┌──

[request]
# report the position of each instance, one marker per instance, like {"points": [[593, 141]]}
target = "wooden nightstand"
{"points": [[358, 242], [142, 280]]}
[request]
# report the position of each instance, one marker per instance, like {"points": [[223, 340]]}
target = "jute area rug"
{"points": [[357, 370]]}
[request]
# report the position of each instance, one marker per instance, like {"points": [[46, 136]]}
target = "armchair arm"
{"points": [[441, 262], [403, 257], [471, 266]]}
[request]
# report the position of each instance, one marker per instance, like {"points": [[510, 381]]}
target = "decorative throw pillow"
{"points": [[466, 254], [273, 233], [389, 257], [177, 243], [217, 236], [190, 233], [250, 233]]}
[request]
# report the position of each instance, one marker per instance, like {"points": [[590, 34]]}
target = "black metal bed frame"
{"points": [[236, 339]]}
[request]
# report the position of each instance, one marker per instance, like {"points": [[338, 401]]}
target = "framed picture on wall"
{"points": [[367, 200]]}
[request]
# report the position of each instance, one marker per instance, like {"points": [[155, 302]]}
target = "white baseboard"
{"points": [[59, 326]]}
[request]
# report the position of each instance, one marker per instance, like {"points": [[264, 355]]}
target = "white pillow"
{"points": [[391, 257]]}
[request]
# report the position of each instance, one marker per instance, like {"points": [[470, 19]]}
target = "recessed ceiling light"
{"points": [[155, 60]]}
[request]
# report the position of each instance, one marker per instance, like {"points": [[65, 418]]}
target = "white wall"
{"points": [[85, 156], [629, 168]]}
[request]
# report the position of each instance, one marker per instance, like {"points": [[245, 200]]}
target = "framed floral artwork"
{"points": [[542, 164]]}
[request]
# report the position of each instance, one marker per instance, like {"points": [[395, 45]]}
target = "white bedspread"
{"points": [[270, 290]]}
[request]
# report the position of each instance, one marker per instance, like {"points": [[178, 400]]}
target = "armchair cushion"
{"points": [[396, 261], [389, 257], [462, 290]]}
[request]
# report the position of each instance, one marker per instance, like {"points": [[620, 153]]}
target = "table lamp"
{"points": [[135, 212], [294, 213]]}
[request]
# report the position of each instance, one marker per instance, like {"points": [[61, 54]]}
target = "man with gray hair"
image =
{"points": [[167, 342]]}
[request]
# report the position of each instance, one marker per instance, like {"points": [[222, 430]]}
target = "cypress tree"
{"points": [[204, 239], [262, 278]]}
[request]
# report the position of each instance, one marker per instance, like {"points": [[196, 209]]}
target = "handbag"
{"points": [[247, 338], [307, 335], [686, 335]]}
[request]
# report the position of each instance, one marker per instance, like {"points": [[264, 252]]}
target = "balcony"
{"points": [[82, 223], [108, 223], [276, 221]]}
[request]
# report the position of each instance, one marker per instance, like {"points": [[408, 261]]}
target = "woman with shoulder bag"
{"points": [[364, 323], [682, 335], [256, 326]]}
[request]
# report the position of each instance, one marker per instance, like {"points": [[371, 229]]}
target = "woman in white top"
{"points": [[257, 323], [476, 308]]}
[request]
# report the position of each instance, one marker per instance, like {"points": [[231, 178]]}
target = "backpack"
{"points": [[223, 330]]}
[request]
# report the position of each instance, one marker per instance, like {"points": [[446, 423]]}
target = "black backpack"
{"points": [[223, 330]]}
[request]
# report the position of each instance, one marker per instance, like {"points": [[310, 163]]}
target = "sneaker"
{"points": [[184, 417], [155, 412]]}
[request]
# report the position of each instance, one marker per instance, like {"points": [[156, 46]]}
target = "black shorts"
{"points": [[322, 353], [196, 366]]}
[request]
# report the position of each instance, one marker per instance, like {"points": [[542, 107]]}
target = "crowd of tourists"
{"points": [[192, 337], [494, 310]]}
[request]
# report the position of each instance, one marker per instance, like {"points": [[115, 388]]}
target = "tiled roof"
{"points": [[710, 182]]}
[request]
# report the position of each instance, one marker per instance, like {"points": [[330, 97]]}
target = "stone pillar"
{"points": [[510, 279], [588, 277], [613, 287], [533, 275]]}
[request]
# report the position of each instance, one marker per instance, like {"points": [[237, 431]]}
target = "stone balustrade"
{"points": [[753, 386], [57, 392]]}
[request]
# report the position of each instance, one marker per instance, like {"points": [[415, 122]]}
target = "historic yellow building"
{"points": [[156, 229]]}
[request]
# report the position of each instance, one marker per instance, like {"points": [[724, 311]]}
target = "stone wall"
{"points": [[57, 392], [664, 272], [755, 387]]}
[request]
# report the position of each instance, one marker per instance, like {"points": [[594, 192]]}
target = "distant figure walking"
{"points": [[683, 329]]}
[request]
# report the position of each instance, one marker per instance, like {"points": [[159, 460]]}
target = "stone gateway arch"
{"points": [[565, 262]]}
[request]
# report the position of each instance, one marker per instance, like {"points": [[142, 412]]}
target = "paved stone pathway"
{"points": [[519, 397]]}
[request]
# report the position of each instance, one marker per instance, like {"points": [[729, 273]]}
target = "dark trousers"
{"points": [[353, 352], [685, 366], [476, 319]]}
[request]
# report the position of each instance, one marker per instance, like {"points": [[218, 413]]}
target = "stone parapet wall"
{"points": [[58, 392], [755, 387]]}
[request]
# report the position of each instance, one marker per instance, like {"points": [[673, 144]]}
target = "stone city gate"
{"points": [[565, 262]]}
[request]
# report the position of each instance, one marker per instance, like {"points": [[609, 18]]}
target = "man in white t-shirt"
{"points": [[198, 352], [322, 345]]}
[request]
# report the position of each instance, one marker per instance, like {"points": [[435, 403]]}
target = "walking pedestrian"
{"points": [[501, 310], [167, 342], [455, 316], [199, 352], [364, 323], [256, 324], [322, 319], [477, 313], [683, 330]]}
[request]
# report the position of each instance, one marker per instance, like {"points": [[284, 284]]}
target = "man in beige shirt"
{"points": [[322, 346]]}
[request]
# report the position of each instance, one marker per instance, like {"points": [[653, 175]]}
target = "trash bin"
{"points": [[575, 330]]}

└──

• Your goal: Extract every record and return it verbatim.

• Response:
[request]
# report the position of each instance, one marker per instance, like {"points": [[593, 141]]}
target = "wooden nightstand"
{"points": [[358, 242], [142, 280]]}
[request]
# report the position of each instance, one marker per instance, like {"points": [[223, 340]]}
target = "jute area rug"
{"points": [[357, 370]]}
[request]
# report the position of each instance, one marker per instance, like {"points": [[46, 136]]}
target = "armchair arm"
{"points": [[441, 262], [403, 257], [471, 266]]}
[request]
# report the position of each instance, one marker per instance, like {"points": [[510, 381]]}
target = "decorative throw pillow"
{"points": [[466, 254], [273, 233], [389, 257], [177, 243], [217, 236], [190, 233], [250, 233]]}
[request]
# report the position of each instance, one marker per instance, like {"points": [[590, 34]]}
target = "black metal bed frame"
{"points": [[236, 339]]}
[request]
# report the position of each instance, one marker per instance, like {"points": [[338, 401]]}
target = "framed picture on wall"
{"points": [[367, 200]]}
[request]
# report the position of each instance, one marker per instance, like {"points": [[155, 302]]}
target = "white baseboard"
{"points": [[59, 326]]}
[request]
# report the position of each instance, one marker per instance, like {"points": [[264, 355]]}
target = "white pillow"
{"points": [[391, 257]]}
[request]
# report the position of each instance, one marker per instance, like {"points": [[470, 19]]}
target = "recessed ceiling light"
{"points": [[155, 60]]}
[request]
# report the position of each instance, one marker per instance, like {"points": [[65, 418]]}
target = "white wall"
{"points": [[85, 156], [629, 168]]}
[request]
# report the position of each instance, one marker per instance, like {"points": [[245, 200]]}
target = "framed floral artwork"
{"points": [[542, 164]]}
[request]
# report the position of each instance, one marker per instance, like {"points": [[395, 45]]}
target = "white bedspread"
{"points": [[270, 290]]}
[request]
# report the position of each instance, one marker per instance, like {"points": [[178, 400]]}
target = "armchair cushion"
{"points": [[396, 261], [389, 257], [462, 290]]}
[request]
# report the position of each instance, one marker per instance, like {"points": [[620, 153]]}
target = "table lamp"
{"points": [[135, 212], [294, 213]]}
[request]
# report the position of each instance, one marker per instance, like {"points": [[61, 54]]}
target = "man with gray hair"
image =
{"points": [[167, 342]]}
[request]
# report the position of each instance, one marker per instance, like {"points": [[222, 430]]}
target = "cypress tree"
{"points": [[204, 239], [262, 278]]}
[request]
# report the position of each instance, one marker per instance, like {"points": [[196, 209]]}
target = "handbag"
{"points": [[247, 338], [307, 335], [686, 335]]}
[request]
# report the position of each instance, one marker per instance, like {"points": [[264, 252]]}
target = "balcony"
{"points": [[82, 223], [108, 223], [276, 221]]}
[request]
# report the position of each instance, one marker per instance, like {"points": [[408, 261]]}
target = "woman with shoulder bag"
{"points": [[364, 323], [682, 335], [256, 326]]}
[request]
# report the position of each instance, one marker per instance, like {"points": [[371, 229]]}
target = "woman in white top"
{"points": [[257, 323], [476, 308]]}
[request]
# report the position of each instance, one marker per instance, like {"points": [[231, 178]]}
target = "backpack"
{"points": [[223, 330]]}
[request]
# report the position of each instance, one marker per instance, like {"points": [[446, 423]]}
target = "black backpack"
{"points": [[223, 330]]}
[request]
# report the position of each instance, one marker per instance, like {"points": [[310, 163]]}
target = "sneaker"
{"points": [[184, 417], [155, 412]]}
[request]
# report the position of each instance, one marker per instance, like {"points": [[156, 46]]}
target = "black shorts"
{"points": [[322, 353], [196, 366]]}
[request]
# report the position of each instance, one marker per instance, like {"points": [[542, 107]]}
target = "crowd of tourists"
{"points": [[192, 337], [494, 310]]}
[request]
# report the position of each instance, one marker per instance, like {"points": [[115, 388]]}
target = "tiled roof"
{"points": [[710, 182]]}
[request]
# report the position of each instance, one marker per instance, like {"points": [[330, 97]]}
target = "stone pillar"
{"points": [[510, 279], [588, 277], [613, 287], [533, 275]]}
[request]
# report the position of each instance, one marker per instance, like {"points": [[237, 431]]}
target = "stone balustrade"
{"points": [[753, 386], [57, 392]]}
[request]
# report the position of each instance, one marker per instance, like {"points": [[415, 122]]}
target = "historic yellow building"
{"points": [[156, 229]]}
[request]
# report the position of each instance, one marker per instance, like {"points": [[724, 311]]}
target = "stone wall"
{"points": [[57, 392], [664, 272], [755, 387]]}
[request]
# report the position of each instance, one marker per instance, like {"points": [[594, 192]]}
target = "distant figure walking"
{"points": [[683, 329]]}
[request]
# report the position of each instance, one marker per instance, like {"points": [[159, 460]]}
target = "stone gateway arch"
{"points": [[565, 262]]}
[request]
# report the position of each instance, one marker per instance, like {"points": [[142, 412]]}
target = "paved stone pathway"
{"points": [[519, 397]]}
[request]
# report the position of each instance, one marker per instance, like {"points": [[729, 273]]}
target = "dark trousers"
{"points": [[353, 352], [685, 366], [476, 319]]}
[request]
# report the position of each instance, one marker per instance, like {"points": [[218, 413]]}
target = "stone parapet wall"
{"points": [[58, 392], [755, 387]]}
[request]
# report the position of each instance, one marker per instance, like {"points": [[673, 144]]}
target = "stone city gate"
{"points": [[565, 262]]}
[request]
# report the position of each instance, one marker per instance, like {"points": [[609, 18]]}
target = "man in white t-shirt"
{"points": [[198, 352], [322, 345]]}
[request]
# report the position of each instance, one marker per instance, like {"points": [[435, 403]]}
target = "walking pedestrian"
{"points": [[501, 310], [167, 342], [455, 316], [199, 352], [364, 323], [256, 324], [322, 319], [477, 313], [683, 330]]}
[request]
# report the position of each instance, one marker per instance, like {"points": [[284, 284]]}
target = "man in beige shirt"
{"points": [[322, 346]]}
[request]
# report the position of each instance, one marker per instance, like {"points": [[653, 175]]}
target = "trash bin"
{"points": [[575, 330]]}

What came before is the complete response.